KURZE AUFGABE 1: Bitte gib den Textauszug von „Und doch: Hat“ bis einschließlich „einfach so abnehmen?“ noch einmal wieder. Ersetze darin „Gauner“ durch „Zöllner“.
KURZE AUFGABE 2: Mit welchen Worten bekennt sich der Gauner im Textauszug vor Gott?

TEXTAUSZUG:
##########

Der Liedermacher Herman van Veen singt in einem seiner Lieder: „Es lebt ganz unbemerkt ein Wiesel irgendwo in uns, das, wenn es eben nur die Chance kriegt, sich mit aller Kunst um jede Ecke windet und sofort ein Schlupfloch findet auf dem schnellsten Wege des geringsten Widerstands.“ Ist es dieses Wiesel in uns, das aus dem guten Menschen den Heuchler oder gar den Gauner macht?

Beim guten Menschen, der sich an die Gebote und Gesetze hält, ist die Heuchelei offensichtlich. Er verachtet alle, die nicht so gesetzestreu, tugendhaft und gut sind wie er selbst. Er blickt auf alle herab, die nicht nach seinen hohen moralischen Standards leben. Jedenfalls tut das der gute Mensch in unserem Gleichnis.

In seiner Selbstgewissheit klettert er Gott quasi auf den Schoß, präsentiert sich als Musterschüler und fühlt sich ganz und gar tugendhaft. Dabei vergisst er, das kein Mensch ganz und gar tugendhaft, ganz und gar gut sein kann. Dabei vergisst er, dass auch er vor Gott unvollkommen, fehlerhaft – theologisch gesprochen – ein Sünder ist.

Diese existentielle Grundtatsache des Menschseins wird vom Gutmenschen geleugnet, vielleicht auch nur ignoriert. Der schiefe Blick, den er auf den Gauner wirft, der in seinen Augen schlecht, moralisch verwerflich ist, setzt ihn ins Unrecht, macht ihn überheblich, ist sein moralischer Stolperstein. Der Mensch, der sich bemüht gut zu sein und alles richtig zu machen, scheitert in dem Moment, in dem er sich mit anderen vergleicht und überheblich wird.

Wie anders klingt da das Bekenntnis des Gauners: „Gott, sei mir Sünder gnädig!“ Einsichtig, ehrlich, demütig. Der Gauner hält Distanz, weiß, dass er ein Außenseiter Gottes ist, weiß, dass er auf Verzeihen, auf Gnade angewiesen ist. Der Gauner fühlt sich nicht überlegen, präsentiert nicht seine Leistungen und guten Werke, prahlt nicht mit seiner moralischen Integrität.

Und doch: Hat nicht auch dieses Eingeständnis der eigenen Sündhaftigkeit etwas Überhebliches, etwas Falsches an sich? Macht es sich der Gauner nicht allzu leicht mit seinem Sündenbekenntnis, mit seiner Bitte um Vergebung? Können wir ihm die Demut, die er an den Tag legt, einfach so abnehmen?

##########

DATENABSCHNITT:

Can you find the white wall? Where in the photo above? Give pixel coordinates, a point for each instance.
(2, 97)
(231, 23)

##########

FERTIGE ANTWORT 1:
Und doch: Hat nicht auch dieses Eingeständnis der eigenen Sündhaftigkeit etwas Überhebliches, etwas Falsches an sich? Macht es sich der Zöllner nicht allzu leicht mit seinem Sündenbekenntnis, mit seiner Bitte um Vergebung? Können wir ihm die Demut, die er an den Tag legt, einfach so abnehmen?

FERTIGE ANTWORT 2: „Gott, sei mir Sünder gnädig!“